Entries >>
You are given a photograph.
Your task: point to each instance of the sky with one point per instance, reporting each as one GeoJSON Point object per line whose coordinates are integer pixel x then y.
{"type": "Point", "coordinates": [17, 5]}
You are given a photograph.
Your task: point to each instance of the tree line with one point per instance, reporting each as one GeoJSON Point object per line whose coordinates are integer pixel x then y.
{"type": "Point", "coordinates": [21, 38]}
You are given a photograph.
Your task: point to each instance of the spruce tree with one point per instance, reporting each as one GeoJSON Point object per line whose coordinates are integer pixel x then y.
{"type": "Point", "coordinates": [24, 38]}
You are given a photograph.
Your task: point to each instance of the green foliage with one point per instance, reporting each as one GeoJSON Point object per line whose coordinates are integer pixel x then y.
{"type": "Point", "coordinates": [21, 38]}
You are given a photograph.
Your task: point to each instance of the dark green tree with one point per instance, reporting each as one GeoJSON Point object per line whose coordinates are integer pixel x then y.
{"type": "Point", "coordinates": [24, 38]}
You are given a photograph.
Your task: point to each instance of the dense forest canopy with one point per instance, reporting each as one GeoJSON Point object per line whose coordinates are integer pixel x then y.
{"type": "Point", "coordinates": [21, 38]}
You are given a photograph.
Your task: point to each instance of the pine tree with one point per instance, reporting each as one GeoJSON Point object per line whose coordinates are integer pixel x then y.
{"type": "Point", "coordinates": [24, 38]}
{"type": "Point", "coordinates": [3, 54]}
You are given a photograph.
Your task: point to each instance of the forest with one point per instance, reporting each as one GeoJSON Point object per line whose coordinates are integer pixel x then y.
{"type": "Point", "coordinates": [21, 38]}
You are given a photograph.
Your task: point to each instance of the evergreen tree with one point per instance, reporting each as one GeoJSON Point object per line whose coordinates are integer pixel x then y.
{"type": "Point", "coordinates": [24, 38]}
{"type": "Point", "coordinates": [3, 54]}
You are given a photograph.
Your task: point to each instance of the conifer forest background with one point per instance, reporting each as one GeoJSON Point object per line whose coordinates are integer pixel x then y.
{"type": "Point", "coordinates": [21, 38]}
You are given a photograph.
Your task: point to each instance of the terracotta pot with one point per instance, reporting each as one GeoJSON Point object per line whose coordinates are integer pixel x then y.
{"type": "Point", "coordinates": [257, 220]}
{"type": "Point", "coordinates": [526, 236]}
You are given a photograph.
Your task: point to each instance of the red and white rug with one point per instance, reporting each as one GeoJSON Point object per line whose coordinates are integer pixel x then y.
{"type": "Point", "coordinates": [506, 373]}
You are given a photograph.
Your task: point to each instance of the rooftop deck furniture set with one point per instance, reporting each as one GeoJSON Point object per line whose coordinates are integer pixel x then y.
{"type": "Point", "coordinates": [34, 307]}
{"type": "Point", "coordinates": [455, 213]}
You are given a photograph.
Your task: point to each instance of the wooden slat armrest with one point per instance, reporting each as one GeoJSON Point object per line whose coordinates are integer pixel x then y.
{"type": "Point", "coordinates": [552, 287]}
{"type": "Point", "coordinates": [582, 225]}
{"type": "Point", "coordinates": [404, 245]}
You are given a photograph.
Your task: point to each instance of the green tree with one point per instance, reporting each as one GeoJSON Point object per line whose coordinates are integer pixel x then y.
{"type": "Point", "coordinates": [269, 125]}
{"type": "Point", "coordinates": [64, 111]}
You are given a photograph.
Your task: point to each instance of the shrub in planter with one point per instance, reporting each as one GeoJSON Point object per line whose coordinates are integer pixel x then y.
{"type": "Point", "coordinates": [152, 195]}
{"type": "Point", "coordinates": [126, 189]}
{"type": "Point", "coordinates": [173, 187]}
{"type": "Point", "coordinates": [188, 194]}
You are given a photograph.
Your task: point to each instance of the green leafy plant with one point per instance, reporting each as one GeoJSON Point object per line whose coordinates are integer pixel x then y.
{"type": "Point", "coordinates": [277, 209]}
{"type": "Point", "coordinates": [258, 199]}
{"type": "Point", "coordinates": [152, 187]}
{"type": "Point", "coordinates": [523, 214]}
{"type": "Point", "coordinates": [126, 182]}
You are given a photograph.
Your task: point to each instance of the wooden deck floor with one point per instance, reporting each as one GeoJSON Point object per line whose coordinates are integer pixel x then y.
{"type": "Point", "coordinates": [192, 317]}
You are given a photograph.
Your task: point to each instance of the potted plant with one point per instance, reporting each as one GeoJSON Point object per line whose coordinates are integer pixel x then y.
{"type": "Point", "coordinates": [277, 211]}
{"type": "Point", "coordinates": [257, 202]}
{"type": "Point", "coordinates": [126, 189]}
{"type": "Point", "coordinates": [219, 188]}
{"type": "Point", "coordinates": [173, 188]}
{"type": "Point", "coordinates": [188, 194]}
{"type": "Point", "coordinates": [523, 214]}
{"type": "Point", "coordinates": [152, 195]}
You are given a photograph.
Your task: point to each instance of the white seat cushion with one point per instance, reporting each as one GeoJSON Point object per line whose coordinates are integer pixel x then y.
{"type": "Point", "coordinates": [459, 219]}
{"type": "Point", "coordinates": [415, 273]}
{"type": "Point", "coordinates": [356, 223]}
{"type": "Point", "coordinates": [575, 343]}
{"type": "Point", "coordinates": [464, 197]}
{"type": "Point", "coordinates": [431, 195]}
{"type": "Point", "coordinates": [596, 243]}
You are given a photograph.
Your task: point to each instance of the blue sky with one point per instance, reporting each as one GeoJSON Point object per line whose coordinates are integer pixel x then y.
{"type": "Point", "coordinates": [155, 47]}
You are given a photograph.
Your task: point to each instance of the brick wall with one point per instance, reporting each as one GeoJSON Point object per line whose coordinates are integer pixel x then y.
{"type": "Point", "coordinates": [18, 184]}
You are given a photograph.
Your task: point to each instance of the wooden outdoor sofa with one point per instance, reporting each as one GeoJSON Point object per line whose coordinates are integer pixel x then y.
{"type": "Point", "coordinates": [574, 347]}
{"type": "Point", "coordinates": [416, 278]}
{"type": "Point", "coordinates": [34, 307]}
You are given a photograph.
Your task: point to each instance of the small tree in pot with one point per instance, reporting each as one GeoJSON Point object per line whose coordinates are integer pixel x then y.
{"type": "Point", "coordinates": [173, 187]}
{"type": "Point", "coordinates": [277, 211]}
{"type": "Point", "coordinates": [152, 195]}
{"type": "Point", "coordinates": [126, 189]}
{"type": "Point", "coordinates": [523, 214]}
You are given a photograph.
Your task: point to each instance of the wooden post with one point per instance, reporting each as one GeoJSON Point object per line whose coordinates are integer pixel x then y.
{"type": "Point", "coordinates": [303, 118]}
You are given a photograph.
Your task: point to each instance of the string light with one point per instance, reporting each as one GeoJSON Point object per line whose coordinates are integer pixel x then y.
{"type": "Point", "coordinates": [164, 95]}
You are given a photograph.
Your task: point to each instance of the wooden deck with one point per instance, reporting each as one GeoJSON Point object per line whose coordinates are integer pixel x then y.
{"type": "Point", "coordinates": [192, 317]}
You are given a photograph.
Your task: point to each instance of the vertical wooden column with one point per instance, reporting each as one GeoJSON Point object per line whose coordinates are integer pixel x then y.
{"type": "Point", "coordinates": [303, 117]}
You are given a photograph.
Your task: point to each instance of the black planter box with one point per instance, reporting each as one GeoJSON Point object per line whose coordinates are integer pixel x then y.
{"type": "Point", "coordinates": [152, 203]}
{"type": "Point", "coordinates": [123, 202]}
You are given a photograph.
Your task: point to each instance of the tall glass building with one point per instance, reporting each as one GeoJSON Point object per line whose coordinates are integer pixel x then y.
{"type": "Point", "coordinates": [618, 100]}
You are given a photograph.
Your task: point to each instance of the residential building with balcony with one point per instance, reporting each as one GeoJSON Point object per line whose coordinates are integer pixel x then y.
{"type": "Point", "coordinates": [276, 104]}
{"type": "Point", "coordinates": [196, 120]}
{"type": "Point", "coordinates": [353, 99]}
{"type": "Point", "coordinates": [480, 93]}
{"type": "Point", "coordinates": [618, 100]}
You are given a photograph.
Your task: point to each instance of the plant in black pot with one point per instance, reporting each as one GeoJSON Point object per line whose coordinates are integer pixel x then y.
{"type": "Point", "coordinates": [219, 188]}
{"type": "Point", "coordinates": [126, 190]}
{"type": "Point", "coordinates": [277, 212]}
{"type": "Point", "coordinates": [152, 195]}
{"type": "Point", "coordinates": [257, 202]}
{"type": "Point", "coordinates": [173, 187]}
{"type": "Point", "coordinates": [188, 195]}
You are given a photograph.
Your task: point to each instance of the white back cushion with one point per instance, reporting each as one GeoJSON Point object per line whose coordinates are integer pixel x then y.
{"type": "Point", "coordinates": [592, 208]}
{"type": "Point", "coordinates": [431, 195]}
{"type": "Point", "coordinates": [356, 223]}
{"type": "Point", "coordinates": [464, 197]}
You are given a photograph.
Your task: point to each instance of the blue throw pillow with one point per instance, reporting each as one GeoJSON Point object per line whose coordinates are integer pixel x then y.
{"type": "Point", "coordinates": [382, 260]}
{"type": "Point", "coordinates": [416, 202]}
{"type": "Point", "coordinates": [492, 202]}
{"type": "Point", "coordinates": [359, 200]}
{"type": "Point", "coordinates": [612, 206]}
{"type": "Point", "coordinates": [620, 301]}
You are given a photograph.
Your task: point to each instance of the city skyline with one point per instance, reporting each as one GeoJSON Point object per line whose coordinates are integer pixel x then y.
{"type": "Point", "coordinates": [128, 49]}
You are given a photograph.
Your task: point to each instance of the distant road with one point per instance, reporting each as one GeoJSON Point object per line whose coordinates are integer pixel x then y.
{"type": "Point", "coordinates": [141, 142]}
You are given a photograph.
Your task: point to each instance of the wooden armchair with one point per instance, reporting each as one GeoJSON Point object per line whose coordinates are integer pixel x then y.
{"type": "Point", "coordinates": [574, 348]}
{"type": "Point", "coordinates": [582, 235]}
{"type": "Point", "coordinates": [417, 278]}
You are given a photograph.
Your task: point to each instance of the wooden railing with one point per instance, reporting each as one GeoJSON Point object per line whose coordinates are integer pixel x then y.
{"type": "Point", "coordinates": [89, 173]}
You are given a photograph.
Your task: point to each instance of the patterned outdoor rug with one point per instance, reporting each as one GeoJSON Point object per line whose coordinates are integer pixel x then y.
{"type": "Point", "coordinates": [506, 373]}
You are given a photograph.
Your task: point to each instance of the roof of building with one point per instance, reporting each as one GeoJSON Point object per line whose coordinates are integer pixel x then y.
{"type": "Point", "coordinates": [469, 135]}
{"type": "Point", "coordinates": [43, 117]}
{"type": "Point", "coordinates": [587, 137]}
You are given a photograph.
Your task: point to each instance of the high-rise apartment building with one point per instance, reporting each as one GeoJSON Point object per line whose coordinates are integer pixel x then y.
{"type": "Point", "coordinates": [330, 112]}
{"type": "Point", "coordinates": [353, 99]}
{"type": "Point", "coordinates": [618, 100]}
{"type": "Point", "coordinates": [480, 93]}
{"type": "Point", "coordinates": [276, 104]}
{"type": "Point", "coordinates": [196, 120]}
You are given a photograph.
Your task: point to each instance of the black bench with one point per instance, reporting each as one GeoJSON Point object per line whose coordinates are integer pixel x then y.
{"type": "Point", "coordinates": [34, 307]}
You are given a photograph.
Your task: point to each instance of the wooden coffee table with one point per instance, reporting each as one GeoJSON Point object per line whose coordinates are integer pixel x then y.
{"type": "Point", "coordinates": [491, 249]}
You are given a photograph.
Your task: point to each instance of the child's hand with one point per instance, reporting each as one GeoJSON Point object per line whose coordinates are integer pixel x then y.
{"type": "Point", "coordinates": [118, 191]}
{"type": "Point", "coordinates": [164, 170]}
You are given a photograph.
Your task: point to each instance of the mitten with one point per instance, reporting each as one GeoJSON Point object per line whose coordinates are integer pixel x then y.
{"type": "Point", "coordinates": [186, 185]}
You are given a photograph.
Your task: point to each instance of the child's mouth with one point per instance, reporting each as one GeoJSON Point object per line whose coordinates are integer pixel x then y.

Exercise >> Pull out every line of the entries that holds the word "white".

The output >>
Your task: point to each instance of the red and white rug with one point per instance, reporting each as one GeoJSON Point object per line whose coordinates are integer pixel x then y.
Your task: point to each instance of the white seat cushion with one point per instance, reporting each as one GeoJSON Point object per line whose coordinates are integer pixel x then y.
Your task: point to each instance of the white back cushion with one point per instance, reporting each as one GeoJSON Point object per line whose coordinates are integer pixel x then y.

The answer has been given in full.